DESCRIPTION OF THE TASK:
Starting at the top of the entries, restate word for word each line up to and including the one with "of the overgrown".

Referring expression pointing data
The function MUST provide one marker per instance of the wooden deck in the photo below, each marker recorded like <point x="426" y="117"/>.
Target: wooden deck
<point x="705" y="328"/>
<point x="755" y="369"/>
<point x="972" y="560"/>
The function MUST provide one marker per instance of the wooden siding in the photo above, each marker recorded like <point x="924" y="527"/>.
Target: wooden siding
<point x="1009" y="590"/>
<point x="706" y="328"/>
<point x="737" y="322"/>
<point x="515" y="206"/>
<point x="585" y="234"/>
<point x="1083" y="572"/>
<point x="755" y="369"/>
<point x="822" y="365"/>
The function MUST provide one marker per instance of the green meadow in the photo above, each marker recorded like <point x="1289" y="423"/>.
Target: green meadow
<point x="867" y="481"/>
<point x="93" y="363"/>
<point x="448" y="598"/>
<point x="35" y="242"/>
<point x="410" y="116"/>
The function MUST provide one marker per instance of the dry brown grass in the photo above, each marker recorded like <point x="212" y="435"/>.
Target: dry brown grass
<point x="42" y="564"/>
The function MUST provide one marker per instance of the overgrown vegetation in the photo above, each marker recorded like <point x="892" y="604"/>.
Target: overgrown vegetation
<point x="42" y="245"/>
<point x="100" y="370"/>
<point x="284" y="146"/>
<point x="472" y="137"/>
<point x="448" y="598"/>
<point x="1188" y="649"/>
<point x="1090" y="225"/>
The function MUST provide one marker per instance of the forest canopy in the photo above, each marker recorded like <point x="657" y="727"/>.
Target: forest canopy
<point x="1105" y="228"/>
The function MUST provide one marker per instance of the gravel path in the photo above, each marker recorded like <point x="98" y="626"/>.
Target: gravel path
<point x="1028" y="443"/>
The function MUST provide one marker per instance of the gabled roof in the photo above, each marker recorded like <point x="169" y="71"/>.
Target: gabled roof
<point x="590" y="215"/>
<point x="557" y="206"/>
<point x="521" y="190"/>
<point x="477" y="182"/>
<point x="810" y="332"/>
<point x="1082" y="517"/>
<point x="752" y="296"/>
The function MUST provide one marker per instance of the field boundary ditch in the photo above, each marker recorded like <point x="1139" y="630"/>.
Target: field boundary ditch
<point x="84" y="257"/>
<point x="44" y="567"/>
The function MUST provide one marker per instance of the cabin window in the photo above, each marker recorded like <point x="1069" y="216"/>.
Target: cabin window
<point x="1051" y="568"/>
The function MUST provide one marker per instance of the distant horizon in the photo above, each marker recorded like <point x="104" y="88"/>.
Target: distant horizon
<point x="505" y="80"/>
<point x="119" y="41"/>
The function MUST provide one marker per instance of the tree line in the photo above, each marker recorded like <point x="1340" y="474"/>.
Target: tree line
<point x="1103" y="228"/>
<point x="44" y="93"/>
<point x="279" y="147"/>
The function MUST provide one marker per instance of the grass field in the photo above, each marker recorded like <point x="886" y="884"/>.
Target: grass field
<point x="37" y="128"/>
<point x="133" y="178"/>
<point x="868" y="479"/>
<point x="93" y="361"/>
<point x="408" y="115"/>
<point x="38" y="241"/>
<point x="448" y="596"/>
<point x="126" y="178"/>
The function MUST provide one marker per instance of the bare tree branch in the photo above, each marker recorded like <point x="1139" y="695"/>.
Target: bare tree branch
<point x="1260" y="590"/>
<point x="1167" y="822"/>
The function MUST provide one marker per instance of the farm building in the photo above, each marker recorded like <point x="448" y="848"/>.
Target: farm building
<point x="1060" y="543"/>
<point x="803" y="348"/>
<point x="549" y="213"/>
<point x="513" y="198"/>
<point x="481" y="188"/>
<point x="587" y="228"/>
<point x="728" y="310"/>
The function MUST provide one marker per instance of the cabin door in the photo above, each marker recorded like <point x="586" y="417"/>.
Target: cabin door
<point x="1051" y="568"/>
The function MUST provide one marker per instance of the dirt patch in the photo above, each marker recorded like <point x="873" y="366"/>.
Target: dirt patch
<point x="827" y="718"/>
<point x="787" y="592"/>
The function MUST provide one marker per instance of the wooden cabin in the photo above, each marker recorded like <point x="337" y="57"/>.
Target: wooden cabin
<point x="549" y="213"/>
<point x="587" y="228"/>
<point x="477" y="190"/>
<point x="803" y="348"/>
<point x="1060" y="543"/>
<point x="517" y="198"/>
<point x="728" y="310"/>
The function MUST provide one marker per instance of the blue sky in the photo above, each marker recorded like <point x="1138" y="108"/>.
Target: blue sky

SOLUTION TO THIS EXERCISE:
The function MUST provide one marker per instance of the wooden deck in the photo below, each marker recorded like <point x="426" y="117"/>.
Target: wooden deck
<point x="705" y="328"/>
<point x="755" y="369"/>
<point x="972" y="560"/>
The function MUST provide one marker per instance of the wooden siding in the photo above, each marker recorded like <point x="924" y="527"/>.
Target: wooden siding
<point x="1009" y="590"/>
<point x="706" y="328"/>
<point x="737" y="322"/>
<point x="515" y="206"/>
<point x="585" y="234"/>
<point x="1083" y="572"/>
<point x="755" y="369"/>
<point x="822" y="365"/>
The function MUST provide one marker per instance of the green meadow in the photo above, each marker recorded like <point x="1289" y="423"/>.
Target: green meadow
<point x="867" y="481"/>
<point x="93" y="363"/>
<point x="448" y="598"/>
<point x="35" y="242"/>
<point x="410" y="116"/>
The function MUST provide one marker per instance of the dry brown grass in the photo above, each marker recorded like <point x="212" y="435"/>.
Target: dry brown grass
<point x="42" y="564"/>
The function MUST provide one marker per instance of the overgrown vegetation in the photo above, each marker recorded like <point x="892" y="604"/>.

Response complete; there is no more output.